■ SHORT TASK ■
Could you recast the entries below as a Markdown table with the columns Index and Text, numbering each line in Index and omitting blank lines?

■ RECORD SET ■
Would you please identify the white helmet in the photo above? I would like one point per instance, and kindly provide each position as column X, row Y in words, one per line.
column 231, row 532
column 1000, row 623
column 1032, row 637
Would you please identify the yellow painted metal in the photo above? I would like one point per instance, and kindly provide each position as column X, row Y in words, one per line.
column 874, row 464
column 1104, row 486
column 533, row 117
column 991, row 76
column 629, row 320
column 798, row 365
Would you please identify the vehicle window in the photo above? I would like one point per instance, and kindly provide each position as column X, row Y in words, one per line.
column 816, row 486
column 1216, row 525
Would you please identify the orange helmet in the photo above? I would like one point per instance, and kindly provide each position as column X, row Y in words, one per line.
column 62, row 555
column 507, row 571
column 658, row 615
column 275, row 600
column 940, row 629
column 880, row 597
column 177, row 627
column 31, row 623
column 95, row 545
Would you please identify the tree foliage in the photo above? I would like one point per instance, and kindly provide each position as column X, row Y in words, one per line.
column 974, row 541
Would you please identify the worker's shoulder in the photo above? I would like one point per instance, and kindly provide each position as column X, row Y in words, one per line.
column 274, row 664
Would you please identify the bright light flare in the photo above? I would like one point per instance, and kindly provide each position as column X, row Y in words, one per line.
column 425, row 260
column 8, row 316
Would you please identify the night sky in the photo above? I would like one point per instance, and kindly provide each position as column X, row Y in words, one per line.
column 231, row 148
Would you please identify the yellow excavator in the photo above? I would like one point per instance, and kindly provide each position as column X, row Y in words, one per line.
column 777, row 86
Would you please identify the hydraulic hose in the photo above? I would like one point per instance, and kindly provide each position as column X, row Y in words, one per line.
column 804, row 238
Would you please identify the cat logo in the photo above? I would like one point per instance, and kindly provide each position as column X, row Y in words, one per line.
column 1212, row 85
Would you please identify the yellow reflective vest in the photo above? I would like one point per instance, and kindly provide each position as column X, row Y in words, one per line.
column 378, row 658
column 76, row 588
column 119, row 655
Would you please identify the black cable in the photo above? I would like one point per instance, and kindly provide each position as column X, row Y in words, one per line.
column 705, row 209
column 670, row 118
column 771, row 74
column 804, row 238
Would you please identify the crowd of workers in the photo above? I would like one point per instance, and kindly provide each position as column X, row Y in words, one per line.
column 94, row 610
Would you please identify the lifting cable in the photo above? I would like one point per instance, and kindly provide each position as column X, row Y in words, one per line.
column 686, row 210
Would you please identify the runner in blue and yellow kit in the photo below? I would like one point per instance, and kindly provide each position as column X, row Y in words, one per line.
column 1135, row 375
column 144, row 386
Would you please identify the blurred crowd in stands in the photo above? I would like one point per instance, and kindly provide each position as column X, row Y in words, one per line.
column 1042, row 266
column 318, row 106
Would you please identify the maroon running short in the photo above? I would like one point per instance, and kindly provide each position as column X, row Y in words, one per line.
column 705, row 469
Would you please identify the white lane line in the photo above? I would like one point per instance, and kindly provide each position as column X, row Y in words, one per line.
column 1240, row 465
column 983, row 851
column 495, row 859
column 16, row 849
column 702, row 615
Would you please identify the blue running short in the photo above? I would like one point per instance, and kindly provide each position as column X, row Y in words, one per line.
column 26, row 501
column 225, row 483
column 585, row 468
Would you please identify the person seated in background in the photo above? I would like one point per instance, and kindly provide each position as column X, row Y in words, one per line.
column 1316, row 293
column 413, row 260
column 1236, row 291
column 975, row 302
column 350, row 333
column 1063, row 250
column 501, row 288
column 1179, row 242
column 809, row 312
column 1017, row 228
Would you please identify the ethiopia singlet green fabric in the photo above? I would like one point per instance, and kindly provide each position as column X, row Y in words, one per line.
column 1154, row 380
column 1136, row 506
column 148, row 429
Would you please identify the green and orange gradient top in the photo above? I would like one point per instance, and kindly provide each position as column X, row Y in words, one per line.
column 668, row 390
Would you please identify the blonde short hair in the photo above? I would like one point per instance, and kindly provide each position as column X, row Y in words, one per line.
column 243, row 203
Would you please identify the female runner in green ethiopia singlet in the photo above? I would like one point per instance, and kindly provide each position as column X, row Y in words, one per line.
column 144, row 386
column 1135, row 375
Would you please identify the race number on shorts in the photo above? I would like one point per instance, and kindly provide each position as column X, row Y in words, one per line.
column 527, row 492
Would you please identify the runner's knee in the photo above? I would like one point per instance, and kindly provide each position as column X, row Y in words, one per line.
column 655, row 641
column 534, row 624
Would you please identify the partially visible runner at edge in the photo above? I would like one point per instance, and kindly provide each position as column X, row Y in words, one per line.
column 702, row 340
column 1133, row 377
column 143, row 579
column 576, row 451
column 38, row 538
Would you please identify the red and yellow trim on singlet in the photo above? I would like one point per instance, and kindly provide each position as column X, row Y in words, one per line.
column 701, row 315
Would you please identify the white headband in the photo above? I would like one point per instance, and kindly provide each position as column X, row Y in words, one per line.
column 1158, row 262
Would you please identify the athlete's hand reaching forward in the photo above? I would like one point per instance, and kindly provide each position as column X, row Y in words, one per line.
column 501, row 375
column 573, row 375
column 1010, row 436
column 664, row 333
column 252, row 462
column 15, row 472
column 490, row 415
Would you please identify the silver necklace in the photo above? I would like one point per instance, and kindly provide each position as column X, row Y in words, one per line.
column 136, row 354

■ TASK OUTPUT ■
| Index | Text |
|---|---|
| 1 | Would you please identify the white helmet in the photo above? I would like one point per instance, and kindly provide each position as column X, row Y in words, one per line. |
| 2 | column 231, row 532 |
| 3 | column 1000, row 623 |
| 4 | column 1032, row 637 |
| 5 | Would you please identify the yellow painted metal in the photo above? I would like one point per instance, and kindly provide each position as column X, row Y in words, one per line. |
| 6 | column 874, row 464 |
| 7 | column 1104, row 486 |
| 8 | column 533, row 117 |
| 9 | column 991, row 76 |
| 10 | column 629, row 320 |
| 11 | column 798, row 365 |
| 12 | Would you please identify the vehicle window in the photo above? I would like one point per instance, and kindly provide each position as column X, row Y in words, one per line. |
| 13 | column 816, row 486 |
| 14 | column 1216, row 525 |
| 15 | Would you please identify the orange helmet in the photo above? I would like one point per instance, and kindly provide each position as column X, row Y in words, one per line. |
| 16 | column 62, row 555 |
| 17 | column 507, row 571 |
| 18 | column 658, row 615 |
| 19 | column 275, row 600 |
| 20 | column 940, row 629 |
| 21 | column 880, row 597 |
| 22 | column 177, row 627 |
| 23 | column 31, row 623 |
| 24 | column 95, row 545 |
| 25 | Would you please identify the tree foliage in the photo above? I would like one point per instance, and kindly provide each position as column X, row Y in words, one per line. |
| 26 | column 974, row 541 |
| 27 | Would you please identify the worker's shoulder in the photo above? I would like one point per instance, and kindly provide each position as column X, row Y in words, one per line. |
| 28 | column 274, row 664 |
| 29 | Would you please identify the bright light flare in the photo above? I would like one point per instance, and kindly provide each position as column X, row Y in words, one per line. |
| 30 | column 425, row 260 |
| 31 | column 8, row 316 |
| 32 | Would you please identify the night sky in the photo above? I would like one point per instance, and kindly provide each position as column X, row Y in words, one per line. |
| 33 | column 231, row 148 |
| 34 | Would you please identify the yellow excavator in the photo above? I would like one point per instance, and kindly provide each position as column X, row Y in words, one per line. |
| 35 | column 777, row 86 |
| 36 | Would you please identify the hydraulic hose in the photo above? I would like one point per instance, and kindly provide each position as column X, row Y in words, one per line. |
| 37 | column 804, row 238 |
| 38 | Would you please identify the cat logo in the photo above? I would like one point per instance, and kindly provide each position as column X, row Y in words, one per line. |
| 39 | column 1212, row 85 |
| 40 | Would you please identify the yellow reflective vest in the photo above? I would like one point per instance, and kindly provide each position as column X, row Y in words, one per line. |
| 41 | column 378, row 658 |
| 42 | column 76, row 588 |
| 43 | column 119, row 655 |
| 44 | Would you please identify the black cable in the photo above? I would like one point per instance, and kindly provide each position as column X, row Y in words, one per line. |
| 45 | column 705, row 209 |
| 46 | column 670, row 118 |
| 47 | column 771, row 74 |
| 48 | column 804, row 238 |
| 49 | Would you please identify the crowd of workers in the photo above? I would like one point per instance, and kindly provide each position as column X, row Y in words, one per line. |
| 50 | column 94, row 610 |
| 51 | Would you please identify the lifting cable in the photo above? I would like one point per instance, and kindly provide each position as column X, row Y in words, one per line. |
| 52 | column 686, row 210 |
| 53 | Would you please identify the runner in blue and yellow kit in the photo below? I would like one point per instance, and kindly provide each position as column X, row Y in words, one per line. |
| 54 | column 1135, row 375 |
| 55 | column 144, row 386 |
| 56 | Would you please identify the blurred crowd in stands in the photo above? I would like one point per instance, and kindly provide each position as column X, row Y in words, one per line. |
| 57 | column 1042, row 266 |
| 58 | column 318, row 106 |
| 59 | Would you please identify the maroon running short in the photo above? I would like one point per instance, and kindly provide each position as column X, row Y in words, one per line. |
| 60 | column 705, row 469 |
| 61 | Would you please identify the white lane line in the photo above? I would like one point per instance, and kindly provide each position as column X, row Y in words, one per line. |
| 62 | column 1240, row 465 |
| 63 | column 983, row 851 |
| 64 | column 495, row 859 |
| 65 | column 16, row 849 |
| 66 | column 702, row 615 |
| 67 | Would you please identify the blue running short in the photo above? I would like one point per instance, and kindly provide each position as column X, row Y in words, one per line. |
| 68 | column 26, row 501 |
| 69 | column 225, row 483 |
| 70 | column 585, row 468 |
| 71 | Would you please identify the person seated in background in the photo above? I would like one point per instance, and kindly provide each position as column X, row Y in words, one per line. |
| 72 | column 1316, row 293 |
| 73 | column 413, row 260 |
| 74 | column 1236, row 291 |
| 75 | column 975, row 302 |
| 76 | column 350, row 333 |
| 77 | column 1063, row 250 |
| 78 | column 501, row 288 |
| 79 | column 1179, row 242 |
| 80 | column 809, row 312 |
| 81 | column 1017, row 228 |
| 82 | Would you please identify the ethiopia singlet green fabric in the photo above? I would like one point per instance, and kindly provide each position as column X, row Y in words, one per line. |
| 83 | column 1154, row 380 |
| 84 | column 1136, row 506 |
| 85 | column 148, row 429 |
| 86 | Would you please identify the green and orange gradient top in the photo above? I would like one point per instance, and kindly provide each position as column X, row Y in words, one per line. |
| 87 | column 668, row 390 |
| 88 | Would you please identify the blonde short hair in the photo above? I would like one point per instance, and kindly provide each position as column X, row Y in words, one per line. |
| 89 | column 243, row 203 |
| 90 | Would you please identify the female runner in green ethiopia singlet in the photo above? I would like one point per instance, and kindly provide each position as column X, row Y in words, one per line. |
| 91 | column 144, row 386 |
| 92 | column 1135, row 375 |
| 93 | Would you please identify the race number on shorts in the photo above? I would like one point per instance, and kindly provide each position as column X, row Y in words, one per line. |
| 94 | column 527, row 492 |
| 95 | Would you please identify the runner's knee in the photo above? I would like one point per instance, and kindly provide each position as column X, row Y in words, one per line. |
| 96 | column 655, row 641 |
| 97 | column 534, row 624 |
| 98 | Would you please identify the partially visible runner at edge in the photo above? I would like one point per instance, and kindly provide each position as column X, row Y in words, one per line. |
| 99 | column 702, row 340 |
| 100 | column 1133, row 377 |
| 101 | column 143, row 579 |
| 102 | column 576, row 451 |
| 103 | column 38, row 538 |
| 104 | Would you please identify the red and yellow trim on singlet in the photo above? I would like one point per instance, and kindly provide each position as column X, row Y in words, one per line. |
| 105 | column 701, row 315 |
| 106 | Would you please identify the white headband in the photo above? I would like one point per instance, and kindly provide each position as column X, row Y in words, one per line. |
| 107 | column 1158, row 262 |
| 108 | Would you please identify the athlete's hand reaching forward in the photo above? I would like one point per instance, and kindly provide each position as column X, row Y in words, one per line. |
| 109 | column 501, row 375 |
| 110 | column 573, row 375 |
| 111 | column 1010, row 436 |
| 112 | column 664, row 333 |
| 113 | column 252, row 462 |
| 114 | column 15, row 472 |
| 115 | column 490, row 415 |
| 116 | Would you please identify the silver necklace in the photo above? I would like one point per instance, and kindly provide each position as column X, row Y in words, one per line. |
| 117 | column 136, row 354 |